**What this task involves**
What you return must be every line below that includes the word "after".

**Extracted material**
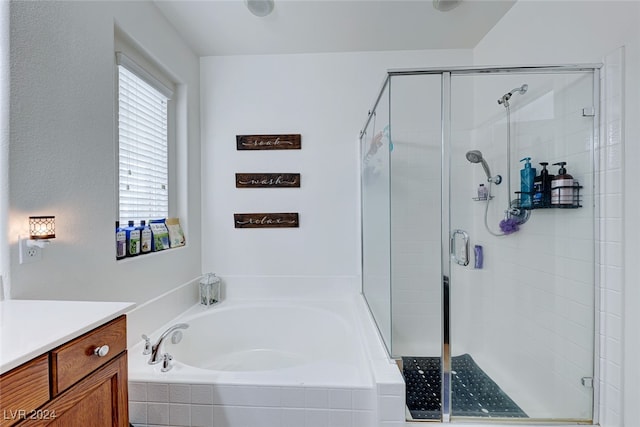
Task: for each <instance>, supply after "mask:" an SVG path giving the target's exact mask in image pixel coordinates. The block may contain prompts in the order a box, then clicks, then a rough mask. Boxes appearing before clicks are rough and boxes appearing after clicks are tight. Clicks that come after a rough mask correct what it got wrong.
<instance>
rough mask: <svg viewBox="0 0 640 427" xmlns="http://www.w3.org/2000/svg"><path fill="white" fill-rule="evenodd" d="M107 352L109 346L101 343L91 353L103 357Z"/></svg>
mask: <svg viewBox="0 0 640 427" xmlns="http://www.w3.org/2000/svg"><path fill="white" fill-rule="evenodd" d="M108 353H109V346H108V345H106V344H105V345H102V346H100V347H96V348H95V349H94V350H93V354H95V355H96V356H98V357H104V356H106V355H107V354H108Z"/></svg>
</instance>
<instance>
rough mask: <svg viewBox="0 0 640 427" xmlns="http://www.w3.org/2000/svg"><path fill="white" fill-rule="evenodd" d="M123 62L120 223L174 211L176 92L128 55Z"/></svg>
mask: <svg viewBox="0 0 640 427" xmlns="http://www.w3.org/2000/svg"><path fill="white" fill-rule="evenodd" d="M116 61H117V65H118V151H119V155H118V164H119V167H118V170H119V172H118V194H119V199H118V200H119V201H118V211H119V212H118V217H119V220H120V224H125V225H126V224H127V222H128V221H130V220H133V221H135V222H136V224H137V223H139V221H140V220H149V219H156V218H166V217H167V216H169V159H168V153H169V133H168V122H169V120H168V119H169V113H168V111H169V108H168V103H169V100H170V99H171V96H172V95H173V91H172V90H171V89H170V88H167V87H166V86H165V85H164V84H163V83H162V82H160V81H159V80H158V79H156V78H155V77H154V76H153V75H152V74H150V73H149V72H147V71H146V70H145V69H143V68H142V67H140V66H139V65H138V64H137V63H136V62H134V61H133V60H131V59H130V58H129V57H128V56H126V55H125V54H123V53H121V52H118V53H117V54H116Z"/></svg>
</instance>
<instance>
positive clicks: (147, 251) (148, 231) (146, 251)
mask: <svg viewBox="0 0 640 427" xmlns="http://www.w3.org/2000/svg"><path fill="white" fill-rule="evenodd" d="M140 228H141V230H140V253H141V254H148V253H149V252H151V227H149V226H148V225H147V224H146V222H145V220H144V219H143V220H142V221H140Z"/></svg>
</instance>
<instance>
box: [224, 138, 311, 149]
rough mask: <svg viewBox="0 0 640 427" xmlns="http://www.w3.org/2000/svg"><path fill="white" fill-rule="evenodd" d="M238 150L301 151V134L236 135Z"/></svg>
mask: <svg viewBox="0 0 640 427" xmlns="http://www.w3.org/2000/svg"><path fill="white" fill-rule="evenodd" d="M236 148H237V149H238V150H299V149H300V148H301V136H300V134H291V135H236Z"/></svg>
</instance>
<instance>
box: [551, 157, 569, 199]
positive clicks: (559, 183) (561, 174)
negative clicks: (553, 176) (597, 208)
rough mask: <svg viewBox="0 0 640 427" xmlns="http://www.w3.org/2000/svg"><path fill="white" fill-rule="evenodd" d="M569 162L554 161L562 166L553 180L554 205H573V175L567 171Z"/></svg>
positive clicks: (552, 192)
mask: <svg viewBox="0 0 640 427" xmlns="http://www.w3.org/2000/svg"><path fill="white" fill-rule="evenodd" d="M566 164H567V162H558V163H554V166H560V169H558V175H556V176H554V177H553V180H551V204H552V205H554V206H562V205H565V206H567V205H573V202H574V200H573V176H571V175H569V174H568V173H567V169H566V168H565V166H566Z"/></svg>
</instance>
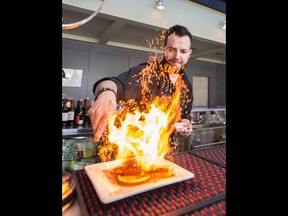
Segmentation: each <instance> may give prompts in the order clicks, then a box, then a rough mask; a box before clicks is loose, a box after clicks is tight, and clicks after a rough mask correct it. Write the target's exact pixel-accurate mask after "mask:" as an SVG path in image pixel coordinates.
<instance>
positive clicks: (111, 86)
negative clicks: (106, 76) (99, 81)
mask: <svg viewBox="0 0 288 216" xmlns="http://www.w3.org/2000/svg"><path fill="white" fill-rule="evenodd" d="M102 88H110V89H112V90H113V91H115V93H116V94H117V85H116V84H115V82H113V81H111V80H104V81H102V82H101V83H99V84H98V85H97V87H96V89H95V92H94V95H97V93H98V91H100V90H101V89H102Z"/></svg>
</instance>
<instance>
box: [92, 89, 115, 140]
mask: <svg viewBox="0 0 288 216" xmlns="http://www.w3.org/2000/svg"><path fill="white" fill-rule="evenodd" d="M116 110H117V102H116V97H115V94H114V93H113V92H112V91H104V92H102V93H101V94H100V95H99V96H98V97H97V100H96V101H95V102H94V103H93V104H92V105H91V107H90V109H89V111H88V114H89V117H90V121H91V125H92V128H93V132H94V142H98V141H99V139H100V137H101V136H102V134H103V133H104V132H105V131H106V130H107V126H108V118H109V117H110V116H111V115H113V114H115V112H116Z"/></svg>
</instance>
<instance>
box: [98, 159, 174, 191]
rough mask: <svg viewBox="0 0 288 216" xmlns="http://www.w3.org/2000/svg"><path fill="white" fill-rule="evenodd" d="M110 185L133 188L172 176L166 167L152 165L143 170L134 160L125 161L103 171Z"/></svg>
mask: <svg viewBox="0 0 288 216" xmlns="http://www.w3.org/2000/svg"><path fill="white" fill-rule="evenodd" d="M103 172H104V173H105V175H106V176H107V177H108V179H109V180H110V181H111V182H112V183H114V184H115V183H117V184H121V185H127V186H134V185H139V184H143V183H147V182H153V181H157V180H160V179H163V178H168V177H171V176H173V172H172V170H171V169H170V168H168V167H158V166H156V165H152V166H151V167H150V168H149V169H146V168H144V167H143V166H142V165H141V163H139V161H137V160H136V158H129V159H126V160H125V161H124V162H123V163H122V164H120V165H118V166H116V167H114V168H112V169H106V170H103Z"/></svg>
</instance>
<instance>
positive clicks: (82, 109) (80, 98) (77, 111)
mask: <svg viewBox="0 0 288 216" xmlns="http://www.w3.org/2000/svg"><path fill="white" fill-rule="evenodd" d="M83 117H84V116H83V108H82V98H80V100H78V101H77V106H76V109H75V117H74V118H75V121H74V122H75V125H76V126H82V125H83Z"/></svg>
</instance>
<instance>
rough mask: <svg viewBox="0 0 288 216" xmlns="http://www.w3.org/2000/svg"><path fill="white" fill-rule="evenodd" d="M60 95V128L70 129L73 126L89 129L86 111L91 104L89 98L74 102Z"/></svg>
mask: <svg viewBox="0 0 288 216" xmlns="http://www.w3.org/2000/svg"><path fill="white" fill-rule="evenodd" d="M74 101H75V100H74V99H73V98H70V97H67V95H65V94H64V95H63V94H62V127H63V128H70V127H74V126H82V127H89V126H91V122H90V118H89V115H88V110H89V109H90V106H91V104H92V101H90V100H89V97H87V98H86V99H84V100H83V99H82V98H80V99H79V100H76V106H75V103H74Z"/></svg>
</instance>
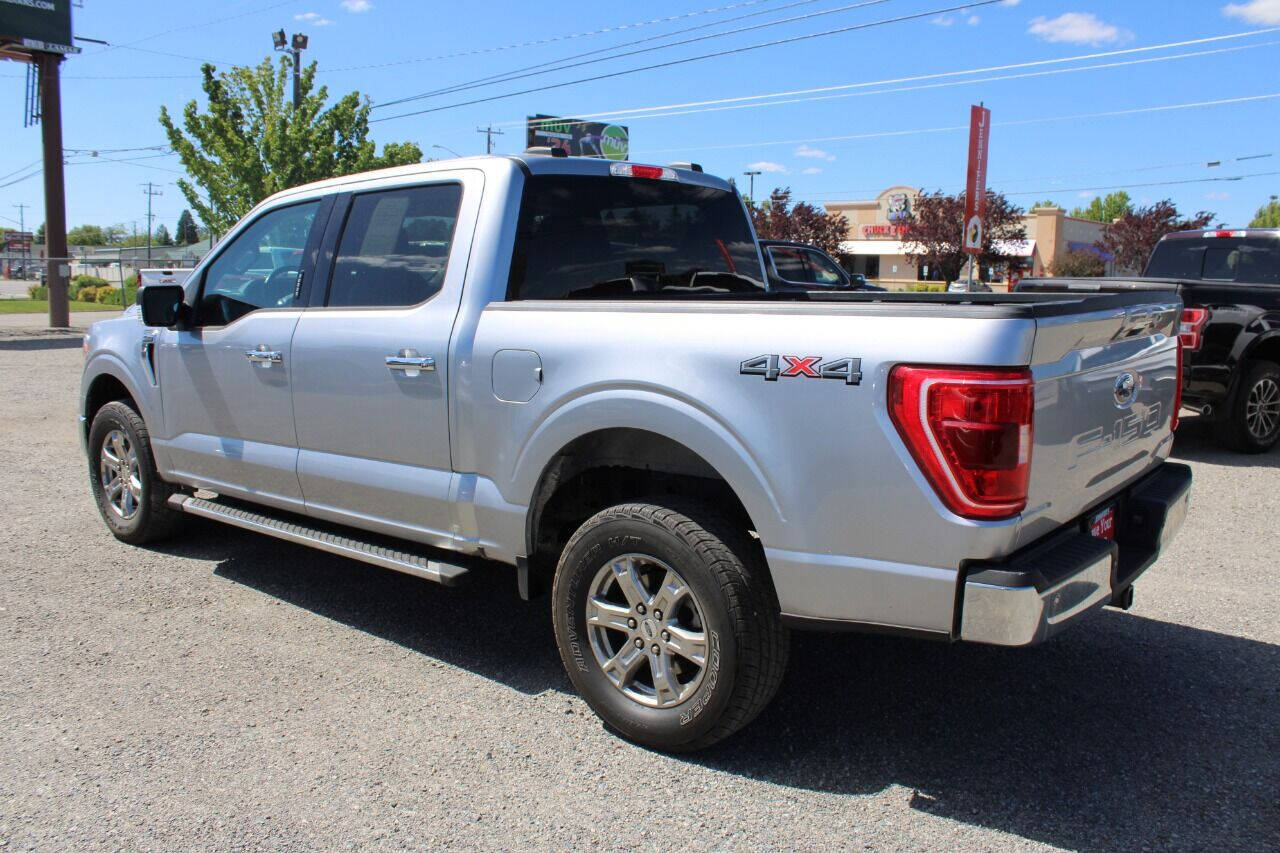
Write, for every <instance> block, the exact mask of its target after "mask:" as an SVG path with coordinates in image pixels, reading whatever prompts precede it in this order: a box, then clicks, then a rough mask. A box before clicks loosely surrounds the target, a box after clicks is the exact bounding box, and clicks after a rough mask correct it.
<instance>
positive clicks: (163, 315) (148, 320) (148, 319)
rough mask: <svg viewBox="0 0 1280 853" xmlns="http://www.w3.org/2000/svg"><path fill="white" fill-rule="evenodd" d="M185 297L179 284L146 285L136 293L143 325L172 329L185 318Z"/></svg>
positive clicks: (183, 319) (185, 294)
mask: <svg viewBox="0 0 1280 853" xmlns="http://www.w3.org/2000/svg"><path fill="white" fill-rule="evenodd" d="M186 296H187V293H186V291H184V289H183V288H182V286H180V284H148V286H146V287H143V288H142V289H140V291H138V304H140V305H141V306H142V323H143V325H161V327H165V328H174V327H177V325H179V324H180V323H182V321H183V320H186V318H187V310H186V309H187V306H186V305H184V304H183V298H184V297H186Z"/></svg>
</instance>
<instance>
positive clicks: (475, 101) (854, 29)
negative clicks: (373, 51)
mask: <svg viewBox="0 0 1280 853" xmlns="http://www.w3.org/2000/svg"><path fill="white" fill-rule="evenodd" d="M1002 1H1004V0H977V3H965V4H961V5H955V6H946V8H941V9H931V10H929V12H916V13H913V14H909V15H899V17H896V18H883V19H881V20H869V22H867V23H860V24H850V26H847V27H836V28H832V29H823V31H822V32H812V33H804V35H800V36H790V37H787V38H776V40H773V41H765V42H759V44H755V45H744V46H741V47H728V49H726V50H718V51H713V53H709V54H698V55H695V56H685V58H681V59H671V60H667V61H664V63H654V64H652V65H641V67H639V68H625V69H622V70H617V72H609V73H605V74H595V76H593V77H582V78H579V79H571V81H563V82H559V83H548V85H547V86H536V87H532V88H526V90H520V91H516V92H506V93H503V95H490V96H488V97H476V99H472V100H470V101H460V102H456V104H445V105H444V106H433V108H430V109H425V110H415V111H412V113H401V114H398V115H384V117H383V118H378V119H370V123H374V122H390V120H393V119H401V118H408V117H411V115H425V114H428V113H439V111H442V110H451V109H456V108H458V106H470V105H472V104H486V102H489V101H499V100H503V99H507V97H516V96H518V95H530V93H532V92H545V91H549V90H553V88H564V87H566V86H576V85H579V83H589V82H594V81H600V79H611V78H614V77H623V76H626V74H636V73H640V72H646V70H655V69H658V68H672V67H675V65H684V64H687V63H694V61H700V60H703V59H717V58H719V56H731V55H736V54H745V53H748V51H751V50H760V49H764V47H777V46H780V45H791V44H796V42H800V41H808V40H810V38H820V37H823V36H835V35H840V33H845V32H855V31H859V29H870V28H872V27H883V26H887V24H895V23H904V22H906V20H919V19H920V18H929V17H937V15H940V14H946V13H948V12H959V10H961V9H977V8H980V6H989V5H992V4H996V3H1002Z"/></svg>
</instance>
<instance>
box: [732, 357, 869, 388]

**Output**
Task: for each <instance>, supply after "mask:" an SVG path giving the target's exact mask in image pixel coordinates. The block may contain prompts in the order a box, then clicks, then a rough mask. Boxes appearing before clicks are rough and boxes appearing after clicks are tight. Clicks that come after a rough mask correct what it got wrong.
Segmentation: each <instance> may give prompts in the order clicks, then a box, then a rough mask; a box before clicks is loose, a box after clicks is tight, and clicks after a rough mask correct it. Write the target's exact pixel-accurate mask after "mask:" as an SVG path in image pixel coordinates.
Write, for every <instance> block, the exact mask of its target after "mask:" as an SVG path with coordinates in image pixels, reading whatever prompts precede it in this order: a box, then clicks, then a rough mask. A box before clicks loosely surrounds the target, a box after clicks is the exact bounding box, and clicks after a rough mask correct it.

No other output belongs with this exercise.